August 6,
2015
We had a
very full day today – and I took far too many photos. So I’ll have to keep the
captions short on this one. We started the day on the second level of Tower I.
At eye-level here is the canopy of a Zanthoxylum tree (probably Z. rhoifolium), in perfect fruit right
now – and it was almost never completely free of birds while we were here. The
most amazingly cooperative birds were a pair of White-browed Purpletufts, and I
caught one just as it took off, showing its namesake.
And here’s a
few other birds I got photographs of here:
Dusky-chested
Flycatcher
Purple
Honeycreeper
Scarlet
Macaws
Southern
Scrub-Flycatcher
Yellow-browed
Tody-Flycatcher
Yellow-margined
Flycatcher
We then
walked the Saleiro loop, and when we arrived at the saleiro (“salt lick,”
actually a mud wallow with slightly saline soil), a herd of White-lipped
Peccaries were starting to come in. They first spooked away, but when we
climbed the little observation platform, they came in, perhaps up to 80
individuals.
After they
departed, we enjoyed watching the many butterflies taking advantage of the moisture
and salts left behind.
Adelpha epione, a sister with no orange
band
Baeotus aeilus, Amazon Beauty
Heading back
to the lodge for lunch, I flushed this tiny metalmark, Sarota lasciva.
And also
flushed was this Rufescent Tiger-Heron from a small puddle of water in a forest
stream that is normally totally dry this time of year. I was amazed it still
had water in it this late in the dry season.
This click
beetle (family Elateridae) appears to be Semiotus
distinctus. It often comes to the fermented fruit that we have put out for
butterflies, and that’s what it was on here.
Our local
guide and my friend Jorge spotted this snake lying across the trail; it appears
to probably be Philodryas viridissimus,
a type of rear-fanged colubrid that could deliver a dangerous bite.
After lunch
I went back on the trail with my friend Claudia who had spotted this dead
weevil with a pathogenic fungus growing out of it. Susanne Sourell has already
identified the fungus for me as Ophiocordyceps
curculionum, but this asexual fruiting stage also has been giving a
separate scientific name, Hymenostilbe
sp.
I checked the
puddle parties on my own finding this Starry Night Cracker (Hamadryas laodamia) female.
This
gorgeous lemon-colored caterpillar had me wishing I were here for a few weeks
so I could rear it to adulthood.
This huge,
strange brushfoot had me totally confounded. It is Napeocles jucunda, so very unlike any other butterfly, and the only
member of its genus. Apparently it only very rarely comes to mud.

### Data for review

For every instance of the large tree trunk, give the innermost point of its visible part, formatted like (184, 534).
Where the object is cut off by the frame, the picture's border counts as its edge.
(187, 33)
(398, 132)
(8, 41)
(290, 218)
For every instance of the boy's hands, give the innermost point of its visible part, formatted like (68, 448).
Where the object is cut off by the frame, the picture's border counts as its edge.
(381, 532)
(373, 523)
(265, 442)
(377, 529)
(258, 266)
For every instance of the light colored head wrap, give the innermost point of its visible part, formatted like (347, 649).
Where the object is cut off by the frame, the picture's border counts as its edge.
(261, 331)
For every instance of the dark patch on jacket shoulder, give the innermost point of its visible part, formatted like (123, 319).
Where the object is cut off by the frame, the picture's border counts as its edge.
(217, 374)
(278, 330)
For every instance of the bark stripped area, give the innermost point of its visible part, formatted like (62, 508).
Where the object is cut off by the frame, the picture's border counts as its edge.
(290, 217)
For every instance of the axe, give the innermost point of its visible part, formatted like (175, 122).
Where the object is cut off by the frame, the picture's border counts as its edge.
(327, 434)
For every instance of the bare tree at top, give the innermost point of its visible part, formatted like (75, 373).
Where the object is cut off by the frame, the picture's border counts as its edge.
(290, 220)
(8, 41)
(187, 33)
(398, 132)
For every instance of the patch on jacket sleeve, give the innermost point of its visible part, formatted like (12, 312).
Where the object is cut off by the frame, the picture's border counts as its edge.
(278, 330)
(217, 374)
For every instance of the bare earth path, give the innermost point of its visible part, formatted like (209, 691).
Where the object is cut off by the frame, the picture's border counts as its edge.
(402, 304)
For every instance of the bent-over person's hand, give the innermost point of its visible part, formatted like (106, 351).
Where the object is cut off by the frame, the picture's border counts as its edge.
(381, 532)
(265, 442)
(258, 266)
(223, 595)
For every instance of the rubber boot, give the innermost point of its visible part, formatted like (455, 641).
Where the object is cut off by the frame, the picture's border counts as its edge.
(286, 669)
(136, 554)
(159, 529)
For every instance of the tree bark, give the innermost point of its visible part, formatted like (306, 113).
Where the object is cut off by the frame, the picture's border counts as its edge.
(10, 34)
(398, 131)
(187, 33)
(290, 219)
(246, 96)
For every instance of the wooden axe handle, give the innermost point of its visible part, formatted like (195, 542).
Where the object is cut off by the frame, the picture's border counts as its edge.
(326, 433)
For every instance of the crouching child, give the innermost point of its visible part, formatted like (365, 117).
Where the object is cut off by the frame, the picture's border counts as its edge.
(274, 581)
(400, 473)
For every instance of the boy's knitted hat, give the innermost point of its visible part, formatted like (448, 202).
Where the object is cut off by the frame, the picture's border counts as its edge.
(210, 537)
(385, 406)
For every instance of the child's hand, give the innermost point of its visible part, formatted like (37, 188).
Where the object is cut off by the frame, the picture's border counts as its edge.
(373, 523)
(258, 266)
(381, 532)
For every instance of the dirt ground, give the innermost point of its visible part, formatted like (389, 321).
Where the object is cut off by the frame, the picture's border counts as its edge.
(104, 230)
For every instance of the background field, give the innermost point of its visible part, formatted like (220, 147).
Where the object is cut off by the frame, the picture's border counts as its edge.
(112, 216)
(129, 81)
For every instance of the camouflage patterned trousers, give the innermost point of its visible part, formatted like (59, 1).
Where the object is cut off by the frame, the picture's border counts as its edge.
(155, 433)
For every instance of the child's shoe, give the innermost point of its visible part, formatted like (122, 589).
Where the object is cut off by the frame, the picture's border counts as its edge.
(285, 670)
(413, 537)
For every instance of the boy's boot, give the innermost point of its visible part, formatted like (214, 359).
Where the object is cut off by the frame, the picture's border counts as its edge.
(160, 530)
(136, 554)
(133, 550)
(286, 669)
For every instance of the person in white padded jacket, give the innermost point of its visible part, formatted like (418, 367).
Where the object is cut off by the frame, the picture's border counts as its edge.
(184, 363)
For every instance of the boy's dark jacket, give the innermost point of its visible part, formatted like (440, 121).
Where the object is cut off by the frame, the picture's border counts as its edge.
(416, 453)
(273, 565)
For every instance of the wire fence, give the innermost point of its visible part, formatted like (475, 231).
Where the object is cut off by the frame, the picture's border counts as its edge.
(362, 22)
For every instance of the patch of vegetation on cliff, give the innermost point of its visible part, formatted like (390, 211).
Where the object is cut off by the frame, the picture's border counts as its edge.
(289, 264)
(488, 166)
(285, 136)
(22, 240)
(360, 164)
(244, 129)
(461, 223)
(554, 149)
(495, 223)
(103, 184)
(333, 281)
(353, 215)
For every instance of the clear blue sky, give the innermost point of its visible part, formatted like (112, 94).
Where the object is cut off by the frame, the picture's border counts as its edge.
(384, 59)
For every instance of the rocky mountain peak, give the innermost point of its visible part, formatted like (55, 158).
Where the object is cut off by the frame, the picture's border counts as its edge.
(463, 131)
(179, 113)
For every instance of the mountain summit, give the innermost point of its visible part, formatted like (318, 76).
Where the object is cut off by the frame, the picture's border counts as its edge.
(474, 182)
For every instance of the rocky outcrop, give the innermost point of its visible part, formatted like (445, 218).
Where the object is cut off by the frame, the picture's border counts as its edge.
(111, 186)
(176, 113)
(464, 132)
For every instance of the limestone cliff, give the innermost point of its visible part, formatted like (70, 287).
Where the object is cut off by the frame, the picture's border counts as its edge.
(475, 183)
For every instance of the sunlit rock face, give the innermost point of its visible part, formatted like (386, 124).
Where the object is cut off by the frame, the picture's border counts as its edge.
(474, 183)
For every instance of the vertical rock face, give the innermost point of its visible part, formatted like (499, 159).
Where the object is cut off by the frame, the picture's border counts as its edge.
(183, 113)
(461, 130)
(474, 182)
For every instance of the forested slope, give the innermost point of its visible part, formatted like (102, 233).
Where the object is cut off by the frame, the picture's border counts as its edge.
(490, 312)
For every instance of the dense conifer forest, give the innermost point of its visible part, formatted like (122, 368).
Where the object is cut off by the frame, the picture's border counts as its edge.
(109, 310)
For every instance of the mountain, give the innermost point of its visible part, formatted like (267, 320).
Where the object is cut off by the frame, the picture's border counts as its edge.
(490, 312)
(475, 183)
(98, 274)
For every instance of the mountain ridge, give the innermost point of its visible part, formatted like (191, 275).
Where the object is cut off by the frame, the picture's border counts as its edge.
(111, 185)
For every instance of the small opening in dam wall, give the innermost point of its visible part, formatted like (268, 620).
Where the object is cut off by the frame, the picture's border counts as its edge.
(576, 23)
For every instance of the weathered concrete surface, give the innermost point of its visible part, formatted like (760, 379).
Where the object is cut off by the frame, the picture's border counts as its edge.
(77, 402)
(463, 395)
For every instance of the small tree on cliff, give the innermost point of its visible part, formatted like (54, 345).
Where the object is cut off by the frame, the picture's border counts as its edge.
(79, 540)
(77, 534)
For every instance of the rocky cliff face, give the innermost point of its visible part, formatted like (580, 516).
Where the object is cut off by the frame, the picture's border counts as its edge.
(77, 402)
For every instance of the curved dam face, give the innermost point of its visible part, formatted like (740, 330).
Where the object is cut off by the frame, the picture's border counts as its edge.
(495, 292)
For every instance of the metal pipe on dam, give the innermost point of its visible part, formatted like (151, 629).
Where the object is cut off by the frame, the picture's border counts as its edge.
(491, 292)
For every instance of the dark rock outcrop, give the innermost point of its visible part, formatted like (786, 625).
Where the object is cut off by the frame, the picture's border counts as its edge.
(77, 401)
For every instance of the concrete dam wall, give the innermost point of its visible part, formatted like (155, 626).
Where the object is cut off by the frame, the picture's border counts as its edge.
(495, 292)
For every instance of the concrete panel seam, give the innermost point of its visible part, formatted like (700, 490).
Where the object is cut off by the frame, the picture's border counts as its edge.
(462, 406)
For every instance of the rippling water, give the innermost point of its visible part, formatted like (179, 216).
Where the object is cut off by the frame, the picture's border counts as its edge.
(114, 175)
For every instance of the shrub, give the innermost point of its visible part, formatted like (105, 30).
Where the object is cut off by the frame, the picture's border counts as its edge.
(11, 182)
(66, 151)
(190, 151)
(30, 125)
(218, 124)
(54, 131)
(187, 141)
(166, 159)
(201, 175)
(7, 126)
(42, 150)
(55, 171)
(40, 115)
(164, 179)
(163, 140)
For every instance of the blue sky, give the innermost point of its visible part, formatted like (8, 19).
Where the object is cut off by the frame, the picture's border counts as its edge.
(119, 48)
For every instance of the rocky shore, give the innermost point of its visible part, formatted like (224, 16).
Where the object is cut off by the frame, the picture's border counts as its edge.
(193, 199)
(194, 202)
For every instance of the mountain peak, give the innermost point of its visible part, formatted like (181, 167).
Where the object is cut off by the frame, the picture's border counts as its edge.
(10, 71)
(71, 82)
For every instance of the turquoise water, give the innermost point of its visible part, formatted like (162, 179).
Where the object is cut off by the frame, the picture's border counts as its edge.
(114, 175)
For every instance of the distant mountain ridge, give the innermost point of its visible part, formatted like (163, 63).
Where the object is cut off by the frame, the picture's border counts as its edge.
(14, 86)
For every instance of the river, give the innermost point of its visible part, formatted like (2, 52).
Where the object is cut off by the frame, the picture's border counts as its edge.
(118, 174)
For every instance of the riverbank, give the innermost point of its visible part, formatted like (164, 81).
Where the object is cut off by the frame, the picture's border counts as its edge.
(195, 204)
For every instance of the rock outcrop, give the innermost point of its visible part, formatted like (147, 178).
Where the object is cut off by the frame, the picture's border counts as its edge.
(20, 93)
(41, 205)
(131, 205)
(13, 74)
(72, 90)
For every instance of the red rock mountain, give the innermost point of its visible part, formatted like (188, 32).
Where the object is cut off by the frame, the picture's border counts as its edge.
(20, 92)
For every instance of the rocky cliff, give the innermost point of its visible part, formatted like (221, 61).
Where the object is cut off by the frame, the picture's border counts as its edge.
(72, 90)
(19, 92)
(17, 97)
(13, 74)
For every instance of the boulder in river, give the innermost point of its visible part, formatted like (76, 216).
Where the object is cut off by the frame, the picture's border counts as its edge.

### What you need to do
In the field journal, list every bird in the list that follows "a few other birds I got photographs of here".

### Answer to this exercise
Dusky-chested Flycatcher
Purple Honeycreeper
Scarlet Macaws
Southern Scrub-Flycatcher
Yellow-browed Tody-Flycatcher
Yellow-margined Flycatcher